— Start Entries shown —
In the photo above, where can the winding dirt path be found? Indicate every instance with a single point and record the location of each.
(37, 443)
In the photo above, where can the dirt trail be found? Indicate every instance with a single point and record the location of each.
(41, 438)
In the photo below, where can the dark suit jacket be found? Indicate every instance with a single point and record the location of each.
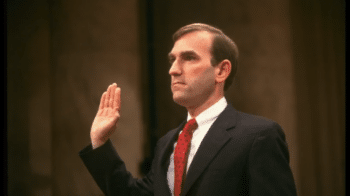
(241, 154)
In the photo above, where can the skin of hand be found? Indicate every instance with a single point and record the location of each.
(107, 116)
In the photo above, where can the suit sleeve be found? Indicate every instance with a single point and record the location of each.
(110, 174)
(269, 170)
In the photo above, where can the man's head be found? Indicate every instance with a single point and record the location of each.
(222, 47)
(200, 65)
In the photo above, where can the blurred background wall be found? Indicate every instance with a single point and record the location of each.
(62, 55)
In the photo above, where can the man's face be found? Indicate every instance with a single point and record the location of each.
(192, 75)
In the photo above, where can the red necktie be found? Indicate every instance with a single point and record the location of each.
(181, 153)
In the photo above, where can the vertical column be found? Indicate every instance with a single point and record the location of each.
(29, 153)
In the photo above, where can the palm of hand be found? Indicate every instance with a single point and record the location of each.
(107, 116)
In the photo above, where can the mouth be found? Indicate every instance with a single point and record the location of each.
(177, 83)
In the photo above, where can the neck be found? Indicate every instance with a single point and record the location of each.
(194, 111)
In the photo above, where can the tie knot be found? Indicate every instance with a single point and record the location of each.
(190, 126)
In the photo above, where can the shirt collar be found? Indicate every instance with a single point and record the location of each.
(211, 113)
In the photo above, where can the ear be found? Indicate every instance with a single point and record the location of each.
(222, 71)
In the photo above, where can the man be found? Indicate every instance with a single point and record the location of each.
(219, 151)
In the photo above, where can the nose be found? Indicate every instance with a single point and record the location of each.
(175, 69)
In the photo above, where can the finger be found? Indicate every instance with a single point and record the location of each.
(108, 92)
(113, 87)
(102, 102)
(116, 103)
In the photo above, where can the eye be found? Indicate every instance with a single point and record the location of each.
(171, 60)
(189, 57)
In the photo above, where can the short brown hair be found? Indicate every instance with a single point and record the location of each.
(222, 47)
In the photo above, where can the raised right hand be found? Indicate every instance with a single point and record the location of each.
(107, 116)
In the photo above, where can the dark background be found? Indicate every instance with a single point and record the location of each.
(62, 55)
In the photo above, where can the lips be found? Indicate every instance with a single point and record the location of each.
(174, 83)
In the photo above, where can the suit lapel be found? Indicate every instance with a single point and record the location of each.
(215, 139)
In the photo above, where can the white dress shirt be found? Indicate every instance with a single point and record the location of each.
(204, 121)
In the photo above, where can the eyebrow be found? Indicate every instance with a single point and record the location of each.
(183, 53)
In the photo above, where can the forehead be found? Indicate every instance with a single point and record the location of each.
(198, 41)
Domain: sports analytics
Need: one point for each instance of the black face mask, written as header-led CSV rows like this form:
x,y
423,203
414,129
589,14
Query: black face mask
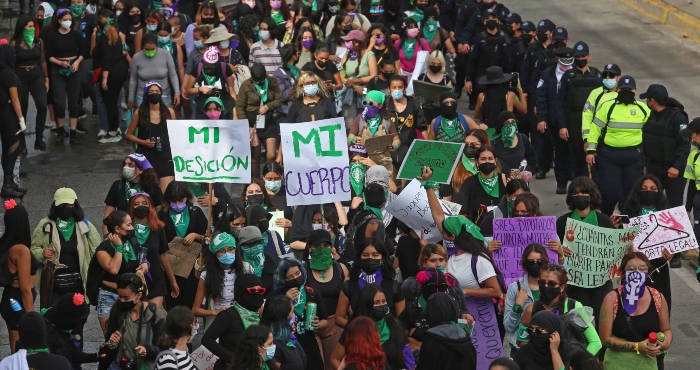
x,y
380,312
581,202
65,213
369,265
487,168
648,197
449,111
141,211
256,199
154,98
263,225
581,62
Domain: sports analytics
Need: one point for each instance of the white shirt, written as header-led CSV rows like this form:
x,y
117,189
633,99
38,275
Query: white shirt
x,y
461,268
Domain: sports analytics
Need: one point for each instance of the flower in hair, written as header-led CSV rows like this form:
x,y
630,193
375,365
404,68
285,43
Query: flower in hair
x,y
10,204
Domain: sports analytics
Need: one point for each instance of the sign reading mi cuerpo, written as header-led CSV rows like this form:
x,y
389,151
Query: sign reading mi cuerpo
x,y
210,150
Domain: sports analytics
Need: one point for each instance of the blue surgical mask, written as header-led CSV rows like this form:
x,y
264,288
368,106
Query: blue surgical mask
x,y
227,258
273,185
609,83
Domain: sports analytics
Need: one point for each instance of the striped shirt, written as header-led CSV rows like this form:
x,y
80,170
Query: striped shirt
x,y
268,57
167,362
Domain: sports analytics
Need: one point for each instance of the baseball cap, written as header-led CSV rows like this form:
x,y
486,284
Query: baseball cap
x,y
560,34
612,68
64,196
626,82
545,25
581,49
656,92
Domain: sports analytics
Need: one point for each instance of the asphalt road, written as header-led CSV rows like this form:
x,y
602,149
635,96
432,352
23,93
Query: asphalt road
x,y
615,34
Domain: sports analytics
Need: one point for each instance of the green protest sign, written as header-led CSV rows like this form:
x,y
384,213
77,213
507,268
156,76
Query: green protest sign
x,y
210,150
441,157
597,252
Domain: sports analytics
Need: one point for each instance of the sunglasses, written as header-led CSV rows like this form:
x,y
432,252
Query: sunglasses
x,y
254,290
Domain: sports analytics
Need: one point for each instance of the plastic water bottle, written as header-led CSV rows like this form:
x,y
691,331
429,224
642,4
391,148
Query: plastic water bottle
x,y
15,305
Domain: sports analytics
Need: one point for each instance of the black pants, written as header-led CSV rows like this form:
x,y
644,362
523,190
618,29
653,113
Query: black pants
x,y
118,74
32,81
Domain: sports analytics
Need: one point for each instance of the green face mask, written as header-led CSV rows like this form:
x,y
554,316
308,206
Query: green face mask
x,y
321,259
76,10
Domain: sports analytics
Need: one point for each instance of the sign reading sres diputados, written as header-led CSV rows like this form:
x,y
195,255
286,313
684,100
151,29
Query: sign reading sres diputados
x,y
316,165
210,150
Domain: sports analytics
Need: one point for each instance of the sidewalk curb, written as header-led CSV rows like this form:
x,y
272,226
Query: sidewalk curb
x,y
682,22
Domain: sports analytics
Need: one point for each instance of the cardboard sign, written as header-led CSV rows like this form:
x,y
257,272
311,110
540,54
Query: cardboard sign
x,y
440,156
670,229
316,162
210,150
597,252
515,234
182,256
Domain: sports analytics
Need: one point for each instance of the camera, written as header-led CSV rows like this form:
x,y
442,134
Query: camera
x,y
126,363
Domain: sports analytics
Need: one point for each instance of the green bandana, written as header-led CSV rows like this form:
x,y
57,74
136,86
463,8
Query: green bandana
x,y
29,37
430,29
300,302
455,224
255,255
409,47
65,227
468,164
181,221
321,259
508,133
383,330
141,231
248,317
373,123
263,91
591,219
277,16
357,177
449,126
490,185
76,10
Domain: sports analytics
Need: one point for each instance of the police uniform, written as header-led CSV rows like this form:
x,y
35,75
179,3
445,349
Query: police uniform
x,y
616,138
574,89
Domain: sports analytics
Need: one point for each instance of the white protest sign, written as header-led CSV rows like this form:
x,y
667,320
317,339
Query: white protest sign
x,y
203,358
411,207
316,165
670,229
210,150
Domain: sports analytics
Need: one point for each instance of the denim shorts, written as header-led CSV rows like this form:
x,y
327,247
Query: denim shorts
x,y
105,301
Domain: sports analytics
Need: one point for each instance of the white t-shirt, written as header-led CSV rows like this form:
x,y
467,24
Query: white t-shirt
x,y
461,268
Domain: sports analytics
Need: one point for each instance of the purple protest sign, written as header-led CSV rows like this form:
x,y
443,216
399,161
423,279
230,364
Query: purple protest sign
x,y
515,234
485,337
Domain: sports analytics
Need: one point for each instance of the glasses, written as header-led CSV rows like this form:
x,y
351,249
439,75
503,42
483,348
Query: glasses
x,y
255,290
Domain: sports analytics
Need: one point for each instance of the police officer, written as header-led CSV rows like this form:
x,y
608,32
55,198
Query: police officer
x,y
489,49
576,85
548,121
615,144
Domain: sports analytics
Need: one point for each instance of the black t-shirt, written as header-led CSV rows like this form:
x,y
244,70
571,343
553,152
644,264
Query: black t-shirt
x,y
117,198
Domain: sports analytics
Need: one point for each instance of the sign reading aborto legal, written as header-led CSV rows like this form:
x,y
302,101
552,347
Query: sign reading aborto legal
x,y
210,150
316,165
440,156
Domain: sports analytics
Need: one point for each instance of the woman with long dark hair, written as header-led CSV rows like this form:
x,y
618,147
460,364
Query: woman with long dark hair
x,y
32,73
153,140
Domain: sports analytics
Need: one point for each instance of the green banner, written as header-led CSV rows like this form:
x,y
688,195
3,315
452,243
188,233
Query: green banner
x,y
597,252
441,157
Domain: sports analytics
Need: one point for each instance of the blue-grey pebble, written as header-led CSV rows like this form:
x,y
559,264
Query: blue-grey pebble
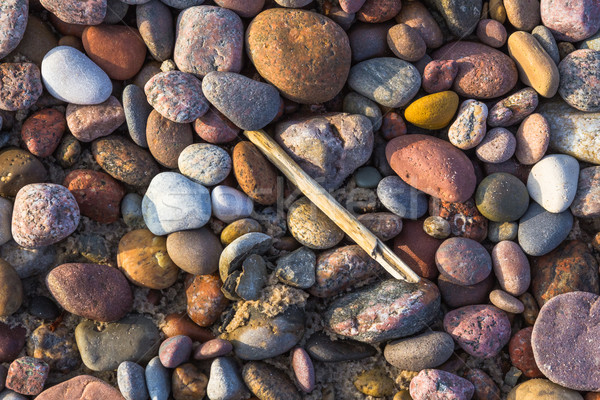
x,y
132,381
225,381
70,76
175,203
401,198
137,111
541,231
388,81
158,380
355,103
249,104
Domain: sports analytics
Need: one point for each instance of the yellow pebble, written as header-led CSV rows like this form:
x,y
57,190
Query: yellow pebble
x,y
434,111
375,382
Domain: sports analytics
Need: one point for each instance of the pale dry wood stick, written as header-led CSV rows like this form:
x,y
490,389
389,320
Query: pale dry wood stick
x,y
326,203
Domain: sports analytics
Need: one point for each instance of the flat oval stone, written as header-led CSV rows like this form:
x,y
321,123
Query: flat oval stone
x,y
383,311
177,96
208,39
70,76
303,38
480,330
173,203
445,172
93,291
568,356
133,338
124,161
463,261
388,81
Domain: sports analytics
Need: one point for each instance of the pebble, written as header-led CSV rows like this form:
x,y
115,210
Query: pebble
x,y
568,21
502,197
225,381
579,79
205,301
513,109
70,76
44,214
444,172
136,110
433,384
190,206
97,194
568,356
195,251
249,104
542,388
212,349
492,33
20,86
311,227
158,380
434,111
556,228
469,128
427,350
483,72
13,25
388,81
329,147
155,25
11,289
480,330
400,198
463,261
131,380
387,299
18,169
134,337
41,132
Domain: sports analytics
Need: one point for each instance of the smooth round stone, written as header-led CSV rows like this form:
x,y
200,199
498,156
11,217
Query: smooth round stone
x,y
483,72
480,330
158,380
76,288
432,384
433,166
173,203
401,199
502,197
155,24
205,163
434,111
463,261
208,39
568,356
229,204
579,83
304,38
177,96
469,128
354,103
311,227
249,104
44,214
131,381
427,350
20,87
70,76
552,182
387,81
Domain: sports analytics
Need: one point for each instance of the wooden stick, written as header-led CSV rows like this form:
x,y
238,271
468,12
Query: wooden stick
x,y
326,203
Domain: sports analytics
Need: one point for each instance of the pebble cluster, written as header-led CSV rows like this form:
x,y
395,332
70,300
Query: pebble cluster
x,y
149,251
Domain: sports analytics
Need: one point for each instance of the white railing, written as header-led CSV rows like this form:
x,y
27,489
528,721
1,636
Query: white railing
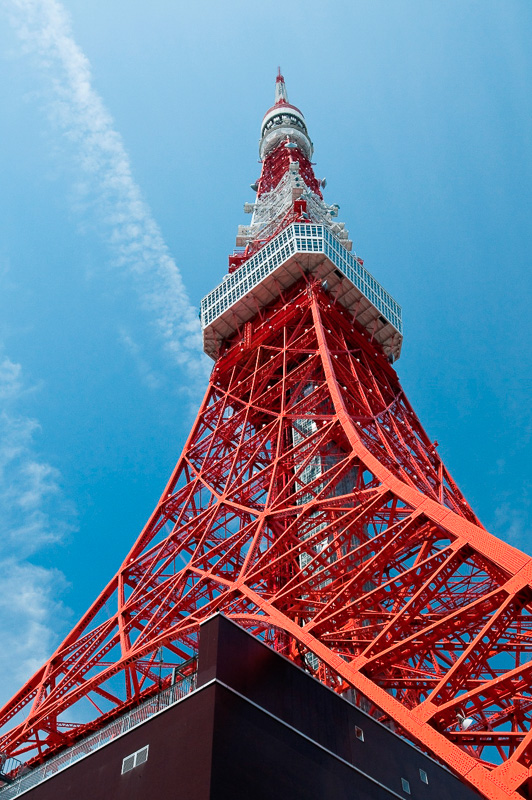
— End Entries shown —
* Exercise requirements: Pick out every line above that contains the word "plastic", treating uppercase and lowercase as different, and copy each one in full.

* Output of the exercise:
Need: one point for each instance of the plastic water bottle, written as header-led CSV rows like this form:
Query: plastic water bottle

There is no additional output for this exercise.